▶ [Source records]:
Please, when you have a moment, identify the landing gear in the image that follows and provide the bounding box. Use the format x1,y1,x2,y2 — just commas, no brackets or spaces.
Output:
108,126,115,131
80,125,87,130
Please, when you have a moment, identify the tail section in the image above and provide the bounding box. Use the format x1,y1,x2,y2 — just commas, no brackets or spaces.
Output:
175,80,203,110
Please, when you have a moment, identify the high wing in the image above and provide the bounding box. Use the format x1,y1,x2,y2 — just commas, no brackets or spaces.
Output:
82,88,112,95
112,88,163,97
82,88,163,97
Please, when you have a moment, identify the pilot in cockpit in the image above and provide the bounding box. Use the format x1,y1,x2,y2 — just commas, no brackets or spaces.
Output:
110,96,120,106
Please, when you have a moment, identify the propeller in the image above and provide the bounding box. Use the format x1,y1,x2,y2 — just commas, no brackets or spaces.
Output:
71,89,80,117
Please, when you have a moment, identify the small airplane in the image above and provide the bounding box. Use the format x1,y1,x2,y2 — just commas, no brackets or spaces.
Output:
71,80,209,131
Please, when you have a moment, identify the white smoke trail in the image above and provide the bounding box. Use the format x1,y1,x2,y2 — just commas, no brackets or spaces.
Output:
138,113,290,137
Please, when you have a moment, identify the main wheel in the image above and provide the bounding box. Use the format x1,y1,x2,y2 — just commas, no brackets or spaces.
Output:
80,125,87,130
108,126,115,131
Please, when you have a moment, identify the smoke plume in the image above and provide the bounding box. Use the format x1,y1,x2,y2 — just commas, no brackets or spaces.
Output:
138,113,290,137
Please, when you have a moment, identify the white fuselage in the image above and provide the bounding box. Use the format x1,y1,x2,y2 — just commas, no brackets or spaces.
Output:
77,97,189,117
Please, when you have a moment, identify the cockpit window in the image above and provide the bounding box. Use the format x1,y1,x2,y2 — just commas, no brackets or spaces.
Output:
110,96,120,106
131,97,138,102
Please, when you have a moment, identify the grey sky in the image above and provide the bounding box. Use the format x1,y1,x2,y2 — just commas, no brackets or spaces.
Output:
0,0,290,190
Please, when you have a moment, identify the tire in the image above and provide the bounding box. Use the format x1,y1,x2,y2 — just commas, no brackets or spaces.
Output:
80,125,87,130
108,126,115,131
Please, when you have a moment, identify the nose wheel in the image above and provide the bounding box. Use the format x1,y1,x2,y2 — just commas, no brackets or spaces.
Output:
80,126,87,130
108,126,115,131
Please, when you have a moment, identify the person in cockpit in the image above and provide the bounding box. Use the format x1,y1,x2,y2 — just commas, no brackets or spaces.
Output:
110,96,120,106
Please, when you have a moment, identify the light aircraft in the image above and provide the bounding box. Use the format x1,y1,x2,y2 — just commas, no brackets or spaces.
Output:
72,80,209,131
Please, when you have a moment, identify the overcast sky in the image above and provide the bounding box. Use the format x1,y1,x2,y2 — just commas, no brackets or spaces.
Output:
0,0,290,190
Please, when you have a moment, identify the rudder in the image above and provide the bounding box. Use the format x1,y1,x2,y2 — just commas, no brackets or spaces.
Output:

* * *

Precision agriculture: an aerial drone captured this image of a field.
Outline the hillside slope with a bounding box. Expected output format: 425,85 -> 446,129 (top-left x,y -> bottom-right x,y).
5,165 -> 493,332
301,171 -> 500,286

...

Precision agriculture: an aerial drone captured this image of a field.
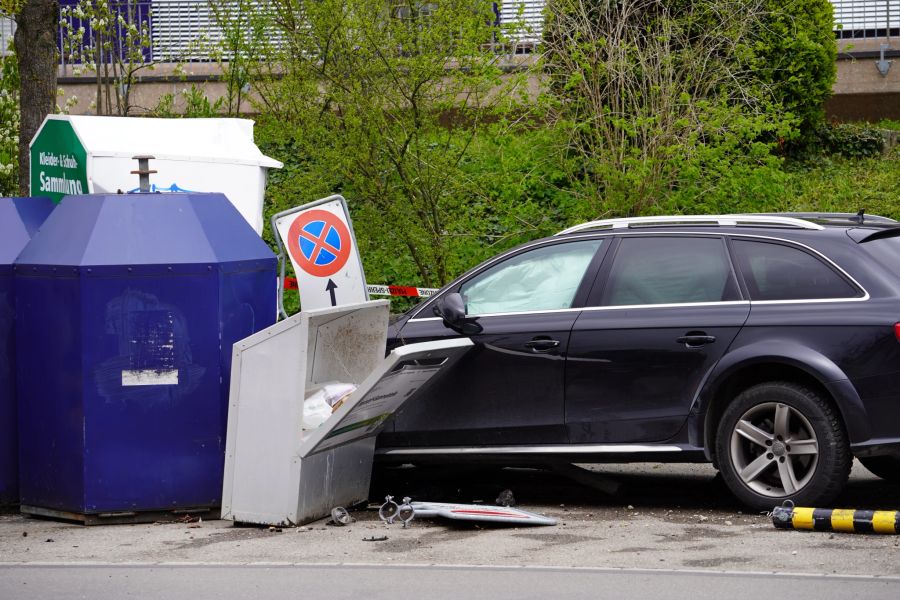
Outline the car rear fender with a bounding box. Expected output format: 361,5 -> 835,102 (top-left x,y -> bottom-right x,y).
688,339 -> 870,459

▶ [Task objective]:
Reproduce the items above word for word, starting with the line that contains "Please, when you have a moment, identify the white fuselage" and ending after the line that contains "131,97,138,102".

▶ [Response to this exercise]:
Please, when you have a moment, identify the white fuselage in the image above and provide the bounding box. Use the format x1,y1,x2,y2 — just commas, no brackets or spaces.
Output:
77,97,189,117
Please, when you have a moment, identify the cockpit window in the image above and provide the bounding box. Use the format x1,y1,x2,y2 — just commas, no brackets or spaces.
Output:
110,96,120,106
131,97,138,102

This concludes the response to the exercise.